*Exercise objective*:
Rewrite the listing from its first line through the line with "pixel 1106 691", changing "leafy tree" to "deciduous tree" and leaving everything else as it is.

== Source records

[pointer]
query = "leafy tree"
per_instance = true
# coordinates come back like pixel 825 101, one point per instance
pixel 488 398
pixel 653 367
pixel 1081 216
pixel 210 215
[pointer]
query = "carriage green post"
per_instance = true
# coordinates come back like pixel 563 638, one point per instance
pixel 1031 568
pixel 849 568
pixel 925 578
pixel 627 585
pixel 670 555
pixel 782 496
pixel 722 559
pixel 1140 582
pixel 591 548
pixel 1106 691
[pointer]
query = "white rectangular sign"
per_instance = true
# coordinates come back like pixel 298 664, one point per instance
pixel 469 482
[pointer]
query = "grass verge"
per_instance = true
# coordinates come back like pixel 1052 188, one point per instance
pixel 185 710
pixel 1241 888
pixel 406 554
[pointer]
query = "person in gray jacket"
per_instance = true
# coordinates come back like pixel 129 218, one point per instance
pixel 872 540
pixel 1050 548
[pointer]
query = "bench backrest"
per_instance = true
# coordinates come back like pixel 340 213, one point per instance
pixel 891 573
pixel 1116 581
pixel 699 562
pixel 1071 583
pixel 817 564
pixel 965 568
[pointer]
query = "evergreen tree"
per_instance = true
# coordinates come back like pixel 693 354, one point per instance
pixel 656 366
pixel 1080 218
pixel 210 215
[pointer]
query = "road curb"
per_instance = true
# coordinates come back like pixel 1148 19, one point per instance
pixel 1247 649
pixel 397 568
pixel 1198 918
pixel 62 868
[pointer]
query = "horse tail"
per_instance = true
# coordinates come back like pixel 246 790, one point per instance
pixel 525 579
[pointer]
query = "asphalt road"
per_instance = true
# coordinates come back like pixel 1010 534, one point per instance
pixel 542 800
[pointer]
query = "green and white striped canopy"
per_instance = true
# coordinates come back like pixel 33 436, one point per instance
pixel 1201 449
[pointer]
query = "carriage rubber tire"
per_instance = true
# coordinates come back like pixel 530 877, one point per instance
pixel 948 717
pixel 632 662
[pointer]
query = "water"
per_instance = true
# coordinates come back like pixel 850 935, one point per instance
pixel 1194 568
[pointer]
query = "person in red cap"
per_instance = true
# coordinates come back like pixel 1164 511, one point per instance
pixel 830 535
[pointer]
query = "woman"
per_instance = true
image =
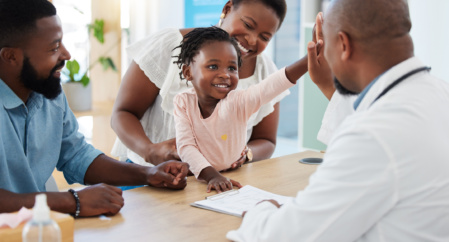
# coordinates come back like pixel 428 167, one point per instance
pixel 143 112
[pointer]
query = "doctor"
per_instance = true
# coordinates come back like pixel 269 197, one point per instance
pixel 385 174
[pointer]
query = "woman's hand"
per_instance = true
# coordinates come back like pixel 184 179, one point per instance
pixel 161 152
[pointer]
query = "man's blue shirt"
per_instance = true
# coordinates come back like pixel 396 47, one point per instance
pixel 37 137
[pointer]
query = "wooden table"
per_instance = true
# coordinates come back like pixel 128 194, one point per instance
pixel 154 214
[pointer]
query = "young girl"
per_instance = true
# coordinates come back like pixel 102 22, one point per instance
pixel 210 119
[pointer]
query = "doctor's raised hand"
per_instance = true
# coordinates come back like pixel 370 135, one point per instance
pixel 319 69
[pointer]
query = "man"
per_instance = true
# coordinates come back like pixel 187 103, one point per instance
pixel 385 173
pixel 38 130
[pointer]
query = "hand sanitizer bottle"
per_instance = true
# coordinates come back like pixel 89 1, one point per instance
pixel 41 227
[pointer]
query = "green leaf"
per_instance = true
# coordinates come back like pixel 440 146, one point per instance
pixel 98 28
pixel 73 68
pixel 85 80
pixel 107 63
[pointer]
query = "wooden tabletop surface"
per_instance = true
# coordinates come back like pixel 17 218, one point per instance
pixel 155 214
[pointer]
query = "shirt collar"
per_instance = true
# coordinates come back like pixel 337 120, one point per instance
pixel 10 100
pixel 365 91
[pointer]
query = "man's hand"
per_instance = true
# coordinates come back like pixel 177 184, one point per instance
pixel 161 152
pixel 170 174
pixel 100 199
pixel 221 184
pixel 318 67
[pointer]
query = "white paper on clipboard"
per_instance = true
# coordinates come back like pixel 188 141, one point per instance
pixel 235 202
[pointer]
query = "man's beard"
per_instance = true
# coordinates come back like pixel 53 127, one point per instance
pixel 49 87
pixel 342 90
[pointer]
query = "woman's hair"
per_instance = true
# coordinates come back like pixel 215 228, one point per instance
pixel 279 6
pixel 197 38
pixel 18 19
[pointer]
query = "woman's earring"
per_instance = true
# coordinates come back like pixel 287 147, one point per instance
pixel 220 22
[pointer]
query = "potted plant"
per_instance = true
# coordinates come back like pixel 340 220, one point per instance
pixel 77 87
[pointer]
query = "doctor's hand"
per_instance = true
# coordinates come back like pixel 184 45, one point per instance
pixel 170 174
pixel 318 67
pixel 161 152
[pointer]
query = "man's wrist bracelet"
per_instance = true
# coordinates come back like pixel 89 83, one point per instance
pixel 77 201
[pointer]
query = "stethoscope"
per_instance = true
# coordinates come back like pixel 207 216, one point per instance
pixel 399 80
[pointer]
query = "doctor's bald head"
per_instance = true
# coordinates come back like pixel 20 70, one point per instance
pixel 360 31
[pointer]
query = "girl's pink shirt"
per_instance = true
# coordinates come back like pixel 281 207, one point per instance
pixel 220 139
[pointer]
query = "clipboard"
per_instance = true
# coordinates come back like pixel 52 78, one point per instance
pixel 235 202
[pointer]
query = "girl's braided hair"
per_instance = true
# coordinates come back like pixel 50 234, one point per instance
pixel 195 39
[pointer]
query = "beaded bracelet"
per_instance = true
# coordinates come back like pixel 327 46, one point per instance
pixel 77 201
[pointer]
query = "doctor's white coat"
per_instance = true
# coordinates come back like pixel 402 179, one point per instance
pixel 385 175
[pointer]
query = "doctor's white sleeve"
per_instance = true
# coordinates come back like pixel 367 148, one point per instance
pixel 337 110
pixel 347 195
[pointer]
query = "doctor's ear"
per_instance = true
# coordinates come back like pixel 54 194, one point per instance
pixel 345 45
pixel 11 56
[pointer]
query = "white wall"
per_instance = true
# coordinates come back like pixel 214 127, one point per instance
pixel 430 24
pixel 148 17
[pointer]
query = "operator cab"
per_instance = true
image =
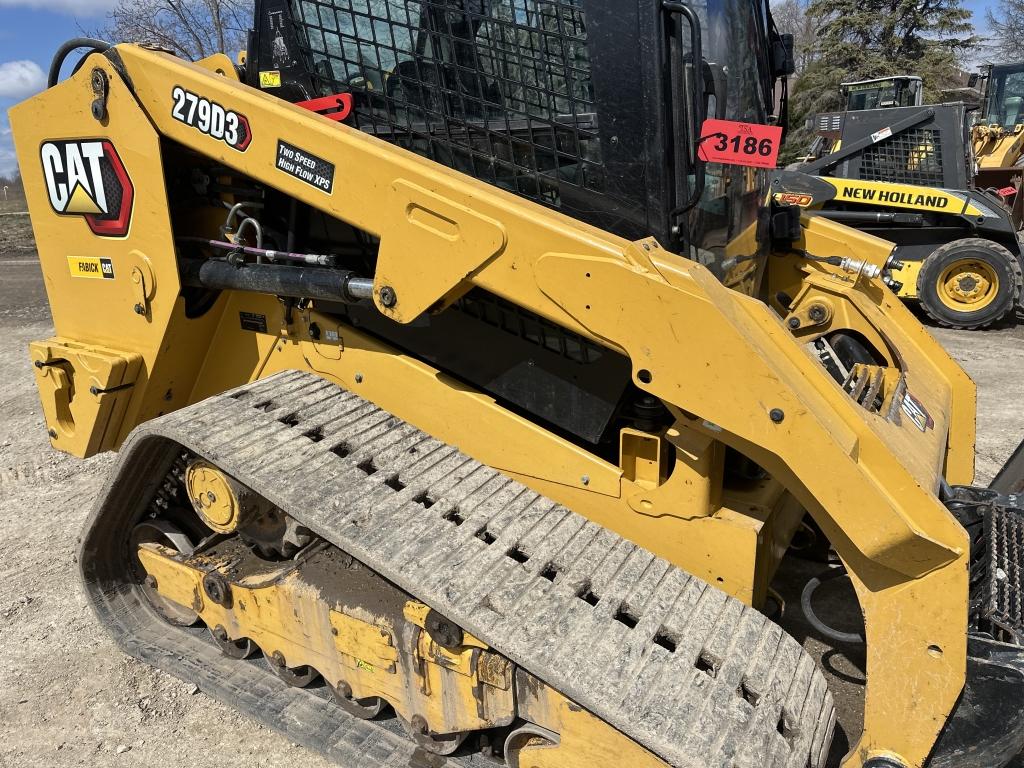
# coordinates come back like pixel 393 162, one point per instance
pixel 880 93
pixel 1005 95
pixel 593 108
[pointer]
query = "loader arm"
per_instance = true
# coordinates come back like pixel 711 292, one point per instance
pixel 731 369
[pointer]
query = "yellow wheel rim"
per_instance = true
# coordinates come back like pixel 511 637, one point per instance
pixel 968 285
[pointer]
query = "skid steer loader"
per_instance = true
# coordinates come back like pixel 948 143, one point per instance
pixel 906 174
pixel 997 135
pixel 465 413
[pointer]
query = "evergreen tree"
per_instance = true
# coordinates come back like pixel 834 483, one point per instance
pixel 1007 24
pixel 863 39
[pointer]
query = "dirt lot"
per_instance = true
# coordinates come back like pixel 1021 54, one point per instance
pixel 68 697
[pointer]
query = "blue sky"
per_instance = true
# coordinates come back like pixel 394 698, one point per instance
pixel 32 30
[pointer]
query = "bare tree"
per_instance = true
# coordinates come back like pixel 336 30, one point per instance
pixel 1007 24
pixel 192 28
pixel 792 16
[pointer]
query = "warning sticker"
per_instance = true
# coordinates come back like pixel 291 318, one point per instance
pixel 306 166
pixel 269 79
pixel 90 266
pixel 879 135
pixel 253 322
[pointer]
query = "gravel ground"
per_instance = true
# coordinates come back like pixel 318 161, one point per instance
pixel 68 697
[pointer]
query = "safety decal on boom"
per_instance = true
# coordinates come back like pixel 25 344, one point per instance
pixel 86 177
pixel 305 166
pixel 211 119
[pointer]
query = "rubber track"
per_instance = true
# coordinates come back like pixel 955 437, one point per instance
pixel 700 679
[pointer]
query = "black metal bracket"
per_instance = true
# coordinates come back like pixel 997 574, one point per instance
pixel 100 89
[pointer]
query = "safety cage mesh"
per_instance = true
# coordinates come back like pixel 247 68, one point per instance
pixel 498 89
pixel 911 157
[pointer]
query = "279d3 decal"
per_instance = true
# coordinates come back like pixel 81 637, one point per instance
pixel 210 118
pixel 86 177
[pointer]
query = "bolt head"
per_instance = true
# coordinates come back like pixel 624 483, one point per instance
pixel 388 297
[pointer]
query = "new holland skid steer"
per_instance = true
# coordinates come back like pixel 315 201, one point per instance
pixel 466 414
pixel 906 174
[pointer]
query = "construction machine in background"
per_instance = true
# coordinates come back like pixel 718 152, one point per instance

====

*Written answer*:
[pointer]
query = "deciduous tree"
per_instance = true
# coordinates come back like pixel 825 101, one point per instance
pixel 488 398
pixel 653 367
pixel 1081 216
pixel 210 215
[pointer]
query = "carriage green post"
per_instance = true
# coordinates come back like pixel 563 638, one point per instance
pixel 1031 568
pixel 849 568
pixel 925 578
pixel 627 585
pixel 670 555
pixel 782 496
pixel 722 559
pixel 1140 582
pixel 591 548
pixel 1106 691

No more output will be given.